● **WHAT IS BEING ASKED**
Extract the full podcast transcript excerpt on recovering from email mistakes, reproducing every word of it unchanged.

:: GIVEN TEXT

Matthew Vernhout(20:40):
Those are all the things I love to hear. And I think it’s important. I think you’re right. I think there are lots of people who were talking about a very large cable brand that made mistakes recently. And, you know, it’s easy to throw someone under the bus and say, well, it was a mistake, it wasn’t supposed to happen but how you recover is always the important piece. And I think, um, you know, you’re right, you can send that follow-up email, you can put it in your next newsletter. You can acknowledge it somewhere. But I think at the same point if you don’t learn from the mistake and build those safeguards in place for the future, you’re not moving forward, you’re not building a better program, I think that’s a great example of things that brands need to do to recover if they make mistakes.
Luis Garza (21:28):
And the other thing that happened during our transition, which I think if I can vocalize it, not everybody knows this, not everybody transitions from email platform to email platform, but be mindful of transitioning your unsubscribes and all the checkmarks you have in your internal email. We had a very talented manager who was in charge of this process, but she had never transitioned email from email, and so she, we forgot, we didn’t consider moving the unsubscribes from one platform to other. So what happened is during this first email as well, is that some people who had unsubscribed were getting emails. So, and that, again, it’s a mistake, It can happen and you just unsubscribe and apologize on one hand and don’t do it again, hopefully, but we don’t expect to transition from email platforms. So I hope that never happens.

::::
:: RECORDS SHOWN

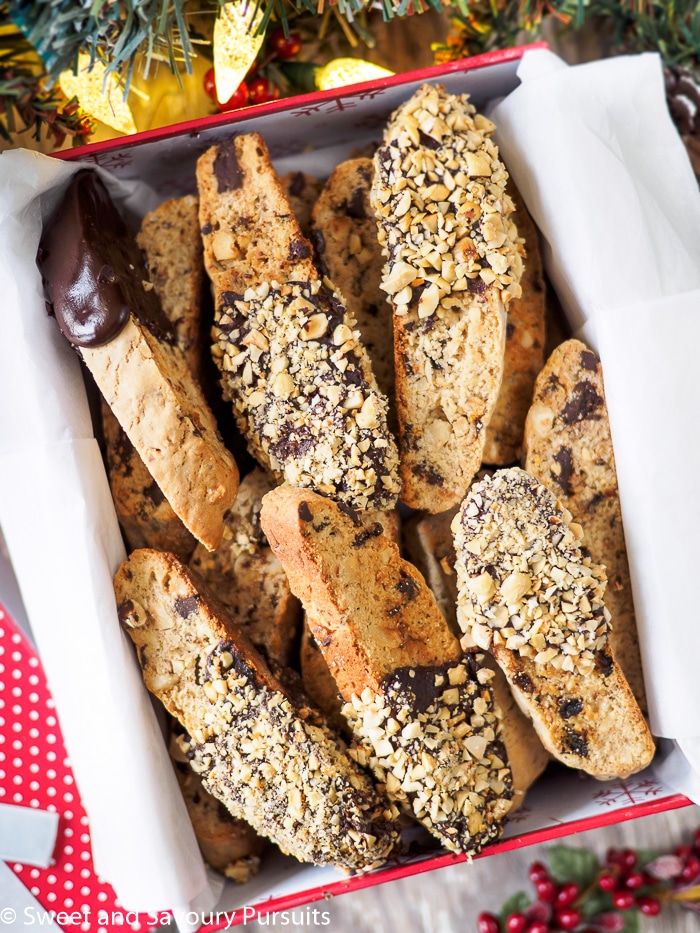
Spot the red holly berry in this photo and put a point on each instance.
(623, 900)
(649, 905)
(634, 880)
(516, 923)
(538, 872)
(691, 869)
(628, 858)
(608, 881)
(612, 857)
(209, 83)
(238, 99)
(487, 923)
(567, 918)
(567, 894)
(546, 890)
(285, 47)
(261, 91)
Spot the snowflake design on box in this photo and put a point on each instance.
(632, 792)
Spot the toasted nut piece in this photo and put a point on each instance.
(341, 335)
(477, 164)
(401, 275)
(223, 246)
(315, 327)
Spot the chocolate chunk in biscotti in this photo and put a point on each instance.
(97, 286)
(270, 761)
(452, 266)
(345, 236)
(301, 190)
(429, 546)
(290, 357)
(170, 241)
(248, 579)
(568, 448)
(524, 356)
(529, 593)
(422, 713)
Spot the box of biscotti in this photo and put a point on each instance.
(327, 535)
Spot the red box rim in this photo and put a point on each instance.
(280, 106)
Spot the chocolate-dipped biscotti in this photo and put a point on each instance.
(529, 594)
(172, 247)
(452, 265)
(269, 760)
(568, 448)
(429, 545)
(524, 354)
(290, 358)
(344, 234)
(422, 713)
(98, 288)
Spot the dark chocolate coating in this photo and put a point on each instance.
(92, 270)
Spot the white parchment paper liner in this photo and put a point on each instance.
(607, 178)
(61, 531)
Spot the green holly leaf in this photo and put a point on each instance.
(568, 864)
(631, 922)
(516, 904)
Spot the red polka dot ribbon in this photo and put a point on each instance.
(35, 772)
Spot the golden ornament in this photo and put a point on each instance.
(342, 71)
(236, 44)
(99, 94)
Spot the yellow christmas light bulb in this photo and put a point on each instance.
(342, 71)
(103, 100)
(236, 44)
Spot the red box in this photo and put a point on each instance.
(313, 133)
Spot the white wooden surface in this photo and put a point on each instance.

::::

● **COMPLETED TASK**
Matthew Vernhout(20:40):
Those are all the things I love to hear. And I think it’s important. I think you’re right. I think there are lots of people who were talking about a very large cable brand that made mistakes recently. And, you know, it’s easy to throw someone under the bus and say, well, it was a mistake, it wasn’t supposed to happen but how you recover is always the important piece. And I think, um, you know, you’re right, you can send that follow-up email, you can put it in your next newsletter. You can acknowledge it somewhere. But I think at the same point if you don’t learn from the mistake and build those safeguards in place for the future, you’re not moving forward, you’re not building a better program, I think that’s a great example of things that brands need to do to recover if they make mistakes.
Luis Garza (21:28):
And the other thing that happened during our transition, which I think if I can vocalize it, not everybody knows this, not everybody transitions from email platform to email platform, but be mindful of transitioning your unsubscribes and all the checkmarks you have in your internal email. We had a very talented manager who was in charge of this process, but she had never transitioned email from email, and so she, we forgot, we didn’t consider moving the unsubscribes from one platform to other. So what happened is during this first email as well, is that some people who had unsubscribed were getting emails. So, and that, again, it’s a mistake, It can happen and you just unsubscribe and apologize on one hand and don’t do it again, hopefully, but we don’t expect to transition from email platforms. So I hope that never happens.